=== Task description ===
Reading the listing below, restate each entry exactly as written.

=== Entries shown ===
== == ==

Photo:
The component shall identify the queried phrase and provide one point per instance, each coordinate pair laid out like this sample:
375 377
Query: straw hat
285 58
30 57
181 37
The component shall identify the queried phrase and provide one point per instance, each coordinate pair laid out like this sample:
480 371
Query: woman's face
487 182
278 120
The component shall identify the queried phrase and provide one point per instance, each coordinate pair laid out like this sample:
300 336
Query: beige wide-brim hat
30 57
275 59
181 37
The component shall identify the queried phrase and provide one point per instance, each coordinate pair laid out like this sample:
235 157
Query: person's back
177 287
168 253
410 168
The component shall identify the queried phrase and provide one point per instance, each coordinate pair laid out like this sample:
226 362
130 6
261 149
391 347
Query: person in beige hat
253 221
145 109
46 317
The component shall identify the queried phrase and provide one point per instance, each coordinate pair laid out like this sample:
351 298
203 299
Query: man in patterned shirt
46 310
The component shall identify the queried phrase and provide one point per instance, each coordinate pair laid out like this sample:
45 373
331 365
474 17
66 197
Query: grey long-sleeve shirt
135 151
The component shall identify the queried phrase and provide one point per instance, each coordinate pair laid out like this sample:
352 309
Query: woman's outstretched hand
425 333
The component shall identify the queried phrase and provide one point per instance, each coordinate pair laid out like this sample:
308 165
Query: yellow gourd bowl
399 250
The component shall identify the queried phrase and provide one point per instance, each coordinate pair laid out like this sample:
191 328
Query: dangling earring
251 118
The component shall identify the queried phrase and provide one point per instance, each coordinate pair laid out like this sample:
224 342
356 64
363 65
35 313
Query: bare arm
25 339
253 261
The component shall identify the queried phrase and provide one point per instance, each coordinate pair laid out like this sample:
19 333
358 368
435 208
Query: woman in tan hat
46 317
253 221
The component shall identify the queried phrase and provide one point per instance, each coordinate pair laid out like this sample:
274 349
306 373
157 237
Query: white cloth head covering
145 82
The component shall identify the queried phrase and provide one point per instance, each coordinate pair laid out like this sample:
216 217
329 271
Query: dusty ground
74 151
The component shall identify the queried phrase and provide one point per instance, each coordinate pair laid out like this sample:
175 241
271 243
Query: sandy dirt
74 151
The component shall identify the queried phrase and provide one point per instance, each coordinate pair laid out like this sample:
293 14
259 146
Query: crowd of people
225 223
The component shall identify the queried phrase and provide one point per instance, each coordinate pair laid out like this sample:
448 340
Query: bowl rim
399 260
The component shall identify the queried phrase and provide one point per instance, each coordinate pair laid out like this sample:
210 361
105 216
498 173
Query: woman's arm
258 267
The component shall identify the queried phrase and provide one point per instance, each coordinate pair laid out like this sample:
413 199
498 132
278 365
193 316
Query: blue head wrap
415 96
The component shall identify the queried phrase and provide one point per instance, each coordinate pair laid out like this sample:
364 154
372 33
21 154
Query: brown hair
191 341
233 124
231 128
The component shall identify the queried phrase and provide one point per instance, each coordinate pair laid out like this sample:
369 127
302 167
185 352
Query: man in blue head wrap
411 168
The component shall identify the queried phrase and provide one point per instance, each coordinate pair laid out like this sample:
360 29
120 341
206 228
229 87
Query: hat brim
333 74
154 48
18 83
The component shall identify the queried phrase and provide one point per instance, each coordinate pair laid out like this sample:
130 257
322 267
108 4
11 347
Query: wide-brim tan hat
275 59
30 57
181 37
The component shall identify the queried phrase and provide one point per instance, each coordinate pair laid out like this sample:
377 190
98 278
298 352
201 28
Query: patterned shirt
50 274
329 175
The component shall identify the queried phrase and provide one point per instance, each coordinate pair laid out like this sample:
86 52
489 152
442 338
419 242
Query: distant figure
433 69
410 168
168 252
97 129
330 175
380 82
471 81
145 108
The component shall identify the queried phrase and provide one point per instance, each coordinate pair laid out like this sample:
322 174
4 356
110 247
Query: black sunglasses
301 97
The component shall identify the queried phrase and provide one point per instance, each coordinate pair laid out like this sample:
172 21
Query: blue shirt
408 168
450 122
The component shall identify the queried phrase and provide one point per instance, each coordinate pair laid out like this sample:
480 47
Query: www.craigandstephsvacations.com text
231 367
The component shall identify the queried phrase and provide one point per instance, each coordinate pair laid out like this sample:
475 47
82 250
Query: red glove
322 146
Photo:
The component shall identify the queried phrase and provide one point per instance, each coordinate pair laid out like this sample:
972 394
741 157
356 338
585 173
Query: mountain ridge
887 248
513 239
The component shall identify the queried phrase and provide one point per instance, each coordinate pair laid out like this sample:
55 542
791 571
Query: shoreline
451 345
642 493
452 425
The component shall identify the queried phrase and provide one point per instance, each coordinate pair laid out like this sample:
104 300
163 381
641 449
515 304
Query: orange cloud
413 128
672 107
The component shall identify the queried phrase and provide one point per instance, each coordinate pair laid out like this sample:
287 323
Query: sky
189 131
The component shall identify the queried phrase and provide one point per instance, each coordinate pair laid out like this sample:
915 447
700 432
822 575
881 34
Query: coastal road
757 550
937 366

== == ==

=== Reply to the exercise ===
Photo:
The component shall identify the queried phrase and provide one point per instance, each coordinate pair laid out like this sample:
375 377
Query: straw hat
285 58
30 57
181 37
The component shall identify the queried phrase and provide one point per instance, each coordinate pair laid out like this sample:
480 371
Query: woman's face
487 182
278 120
The component shall identify the queried phrase and provide one point per instance, each coordinate pair laid out like this sample:
300 336
Query: beige wide-brim hat
30 57
275 59
181 37
The component shall identify the queried phrase and provide one point per instance, each coordinate pair laid out like this sample:
235 157
Query: person's back
177 287
168 253
410 168
The component shall identify the queried phrase and provide one point per instance, each coordinate pair laid out like this sample:
226 362
130 6
261 149
391 347
Query: person in beige hat
253 221
145 109
46 317
The component shall identify the queried phrase and provide one point per instance, each coordinate pair laid out like this sample:
351 298
203 299
Query: man in patterned shirt
46 310
The component shall identify the queried phrase and provide one point per instance, each coordinate pair laid out like this sample:
45 373
331 365
474 17
66 197
Query: grey long-sleeve shirt
135 151
The component shall identify the queried phrase and provide one point per instance, each coordinate pair laid out like this sample:
352 309
Query: woman's outstretched hand
425 333
The component shall identify the queried phrase and provide one point per instance, each coordinate pair laid out like this sample:
308 165
Query: yellow gourd bowl
399 250
The component shall identify the queried phrase and provide one point per instance, each coordinate pair laid out like this sample:
191 328
Query: dangling earring
251 118
The component shall identify the queried phrase and provide one point per instance, each coordinate pair laid out like this sample:
224 342
356 64
363 65
35 313
Query: bare arm
25 339
253 261
The component shall identify the queried phrase and provide one point per instance, each coordinate pair laid out like this sample:
19 333
358 368
435 208
Query: woman in tan hat
46 317
253 221
The component shall identify the queried phrase and provide one point per instance, each coordinate pair laid out like this sample:
274 349
306 373
157 237
Query: white cloth head covering
145 82
The component shall identify the queried phrase and provide one point per instance, each coordinate pair laid out like this sample:
216 217
329 271
Query: dusty ground
74 151
The component shall identify the queried phrase and provide one point per instance, each coordinate pair laid out like this sample:
175 241
271 243
Query: sandy dirt
74 151
The component shall identify the queried phrase and provide one point per instance, each coordinate pair laid out like this sample:
293 14
259 146
Query: crowd of people
225 223
The component shall identify the queried phrase and provide one point per instance, each coordinate pair laid out like this sample:
448 340
Query: bowl rim
399 260
The component shall identify the queried phrase and provide one point per instance, each coordinate pair laid out like this sample:
210 361
105 216
498 173
Query: woman's arm
258 267
The component shall identify the queried phrase and provide one point per instance, each coordinate pair laid out like this sample:
413 199
498 132
278 365
193 316
Query: blue head wrap
415 96
The component shall identify the queried phrase and provide one point per instance, each coordinate pair laid out like this sample:
364 154
372 33
21 154
Query: brown hair
191 341
233 124
231 128
The component shall identify the queried phrase and provide one point per instance, each coordinate pair laid out like this sample:
369 127
302 167
185 352
Query: man in blue head wrap
411 168
The component shall identify the queried phrase and provide one point per instance, each coordinate pair laid out like this sample:
360 29
120 341
206 228
229 87
Query: hat brim
333 74
154 48
18 83
The component shall identify the queried phrase and provide one point per instance, each coordinate pair laid out like this sample:
130 257
322 267
108 4
11 347
Query: wide-brim tan hat
275 59
30 57
181 37
The component shall identify the queried phrase and provide one point per instance, each coordinate pair laid out like this sample:
377 190
98 278
298 352
201 28
Query: patterned shirt
50 274
329 175
The component shall identify the queried phrase and provide one point per instance, each coordinate pair laid out like this sample:
86 52
489 152
442 338
419 242
Query: distant figure
433 69
410 168
168 252
97 129
330 175
380 82
471 81
145 108
The component shall identify the queried phrase and provide one point per instance, each coordinate pair laid out like this sample:
322 174
4 356
110 247
Query: black sunglasses
301 97
The component shall identify the queried phrase and provide one point per instance, each coordinate pair laid out like this sample:
172 21
Query: blue shirt
408 168
450 122
The component shall identify the queried phrase and provide one point per instance, each coordinate pair laid out like this sample:
480 47
Query: www.craigandstephsvacations.com text
231 367
The component shall identify the queried phrase and provide one point per instance, each coordinate pair laid out like this sample:
475 47
82 250
Query: red glove
322 146
Photo:
The component shall identify the queried phrase and provide one point per instance, each coordinate pair laid out like this sample:
972 394
741 157
356 338
585 173
Query: mountain ridge
887 248
513 239
The component shall identify the queried phrase and provide one point per instance, each coordinate pair laid out like this sample:
55 542
791 571
Query: shoreline
451 345
642 493
452 425
The component shall identify the queried phrase and provide one point per instance, each coordinate pair laid out like this sample:
104 300
163 381
641 449
515 304
Query: orange cloud
413 128
672 107
The component shall identify the queried phrase and provide one point per instance, each coordinate pair laid out like this sample:
287 323
Query: sky
189 131
The component shall identify the queried phrase and provide one point per instance, each coordinate pair laid out like this sample:
915 447
700 432
822 575
881 34
Query: coastal road
757 550
937 366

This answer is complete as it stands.